We're at the end of our time in Jerusalem; we've tomorrow free, then we leave Monday noonish for two weeks on a kibbutz followed by a week at Nazareth village. Really, this feels like the end of our time in Israel, since from here on out we'll be moving away from Jerusalem. I've come to like the Old City, with its M.C. Escher-esque maze of homes, shops, and shrines. This last week at the Ecce Homo convent on the Via Dolorosa has been particularly nice, since it put us right in the heart of Old Jerusalem. I've had good street vendor falafel or shawerma for lunch every day, and can look off the roof terrace of the convent to see the shining Dome of the Rock near enough to touch.

Classes this week (coordinated by the Bat Kol Institute) have been good: lessons in Jewish spirituality from a Reformed Rabbi, Jewish Biblical interpretation from a priest, and Hebrew from a professor at Hebrew University. We've also had an excellent set of lectures about the harmony of the Old and New Testaments from another priest. Results are that I can now sound out a fair amount of Hebrew (though I keep mixing up the printed and handwritten forms of the Aleph-Beth) and understand how significant the first three verses of the Gospel of Mark are for understanding its roots in the Old Testament.

* What to do
Return the passage from the travel account of the last week in Jerusalem exactly, from "Classes this week" to "the Old Testament.".

* Entries shown
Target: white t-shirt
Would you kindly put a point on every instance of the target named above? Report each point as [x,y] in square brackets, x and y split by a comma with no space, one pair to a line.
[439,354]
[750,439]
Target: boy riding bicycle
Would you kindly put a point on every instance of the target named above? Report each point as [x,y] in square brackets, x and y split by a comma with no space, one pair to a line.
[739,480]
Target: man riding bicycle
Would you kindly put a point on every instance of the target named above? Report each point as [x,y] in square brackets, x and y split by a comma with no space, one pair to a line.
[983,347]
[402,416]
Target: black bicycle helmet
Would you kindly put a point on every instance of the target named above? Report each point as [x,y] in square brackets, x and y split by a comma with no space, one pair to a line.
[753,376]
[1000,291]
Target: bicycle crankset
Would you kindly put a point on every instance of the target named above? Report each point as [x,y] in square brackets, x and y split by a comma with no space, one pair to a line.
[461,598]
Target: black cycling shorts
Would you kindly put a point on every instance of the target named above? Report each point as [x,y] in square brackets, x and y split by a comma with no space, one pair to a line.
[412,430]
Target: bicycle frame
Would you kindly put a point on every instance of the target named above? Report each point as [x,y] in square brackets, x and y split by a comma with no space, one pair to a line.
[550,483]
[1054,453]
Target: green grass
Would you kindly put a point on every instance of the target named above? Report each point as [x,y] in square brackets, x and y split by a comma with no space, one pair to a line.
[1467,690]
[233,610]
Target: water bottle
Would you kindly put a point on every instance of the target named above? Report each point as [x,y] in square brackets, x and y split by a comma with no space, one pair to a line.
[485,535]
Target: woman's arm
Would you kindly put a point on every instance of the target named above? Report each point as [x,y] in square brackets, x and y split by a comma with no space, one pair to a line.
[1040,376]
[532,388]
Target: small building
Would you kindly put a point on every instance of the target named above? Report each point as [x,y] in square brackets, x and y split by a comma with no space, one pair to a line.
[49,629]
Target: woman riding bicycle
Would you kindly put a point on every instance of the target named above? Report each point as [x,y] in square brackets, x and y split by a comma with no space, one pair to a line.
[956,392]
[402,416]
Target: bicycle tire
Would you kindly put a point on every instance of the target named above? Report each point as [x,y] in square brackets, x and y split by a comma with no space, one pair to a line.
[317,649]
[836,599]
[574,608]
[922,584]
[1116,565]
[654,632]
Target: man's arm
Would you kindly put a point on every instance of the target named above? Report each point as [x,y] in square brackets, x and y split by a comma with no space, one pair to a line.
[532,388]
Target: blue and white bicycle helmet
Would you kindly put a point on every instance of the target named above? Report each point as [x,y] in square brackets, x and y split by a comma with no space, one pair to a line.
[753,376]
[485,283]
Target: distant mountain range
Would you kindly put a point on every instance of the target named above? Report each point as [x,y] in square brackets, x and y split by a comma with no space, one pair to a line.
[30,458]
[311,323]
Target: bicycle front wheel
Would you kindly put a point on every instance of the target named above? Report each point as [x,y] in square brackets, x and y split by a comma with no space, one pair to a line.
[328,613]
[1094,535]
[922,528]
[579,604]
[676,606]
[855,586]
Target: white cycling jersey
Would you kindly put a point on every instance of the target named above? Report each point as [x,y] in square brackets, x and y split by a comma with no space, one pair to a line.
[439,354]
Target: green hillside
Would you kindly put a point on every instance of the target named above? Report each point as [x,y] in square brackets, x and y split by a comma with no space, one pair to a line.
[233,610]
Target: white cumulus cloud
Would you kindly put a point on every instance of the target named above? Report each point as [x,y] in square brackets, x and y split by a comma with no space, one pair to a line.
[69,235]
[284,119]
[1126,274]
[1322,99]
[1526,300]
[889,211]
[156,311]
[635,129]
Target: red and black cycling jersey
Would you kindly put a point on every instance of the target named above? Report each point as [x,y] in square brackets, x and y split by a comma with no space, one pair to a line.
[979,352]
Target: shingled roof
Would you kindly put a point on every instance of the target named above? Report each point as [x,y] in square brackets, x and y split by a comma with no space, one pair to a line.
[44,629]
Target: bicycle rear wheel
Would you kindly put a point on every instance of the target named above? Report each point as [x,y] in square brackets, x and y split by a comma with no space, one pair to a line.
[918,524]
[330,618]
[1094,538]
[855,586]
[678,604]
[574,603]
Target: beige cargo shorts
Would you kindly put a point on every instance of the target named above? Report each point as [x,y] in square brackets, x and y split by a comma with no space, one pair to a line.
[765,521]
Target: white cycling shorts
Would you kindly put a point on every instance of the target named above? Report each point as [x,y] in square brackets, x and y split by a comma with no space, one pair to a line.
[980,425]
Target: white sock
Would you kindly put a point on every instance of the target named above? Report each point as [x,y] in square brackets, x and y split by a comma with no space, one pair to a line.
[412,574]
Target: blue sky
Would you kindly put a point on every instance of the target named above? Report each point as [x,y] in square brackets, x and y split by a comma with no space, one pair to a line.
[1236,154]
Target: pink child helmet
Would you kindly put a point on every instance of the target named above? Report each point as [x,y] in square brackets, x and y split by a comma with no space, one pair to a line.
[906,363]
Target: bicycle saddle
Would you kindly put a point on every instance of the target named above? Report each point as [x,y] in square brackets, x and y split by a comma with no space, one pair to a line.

* Solved problem
Classes this week (coordinated by the Bat Kol Institute) have been good: lessons in Jewish spirituality from a Reformed Rabbi, Jewish Biblical interpretation from a priest, and Hebrew from a professor at Hebrew University. We've also had an excellent set of lectures about the harmony of the Old and New Testaments from another priest. Results are that I can now sound out a fair amount of Hebrew (though I keep mixing up the printed and handwritten forms of the Aleph-Beth) and understand how significant the first three verses of the Gospel of Mark are for understanding its roots in the Old Testament.